(INFORMATION SHOWN)

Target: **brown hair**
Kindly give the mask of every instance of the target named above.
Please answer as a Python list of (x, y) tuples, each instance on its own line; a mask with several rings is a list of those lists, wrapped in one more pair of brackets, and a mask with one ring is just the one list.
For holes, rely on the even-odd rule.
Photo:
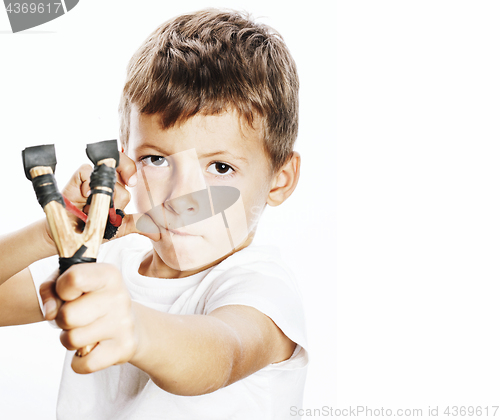
[(273, 172), (291, 156), (298, 131), (299, 81), (281, 35), (248, 15), (202, 10), (162, 24), (131, 58), (120, 102), (120, 138), (131, 105), (161, 115), (163, 128), (201, 112), (234, 108), (261, 122)]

(End INFORMATION SHOWN)

With all pictures excluded, output exactly the lines from the one containing "Please answer as" through the final line of the entries, inclusive.

Please answer as a Python list of (x, y) tuples, each instance on its own line; a mask with several rings is a list of those lists, wrapped in one more pair of brackets, and a mask with one ring is just the one list.
For holes, rely on the even-odd rule.
Photo:
[(273, 172), (291, 156), (298, 131), (299, 81), (281, 35), (248, 15), (202, 10), (162, 24), (131, 58), (120, 102), (120, 138), (131, 105), (161, 115), (163, 128), (201, 112), (234, 108), (261, 122)]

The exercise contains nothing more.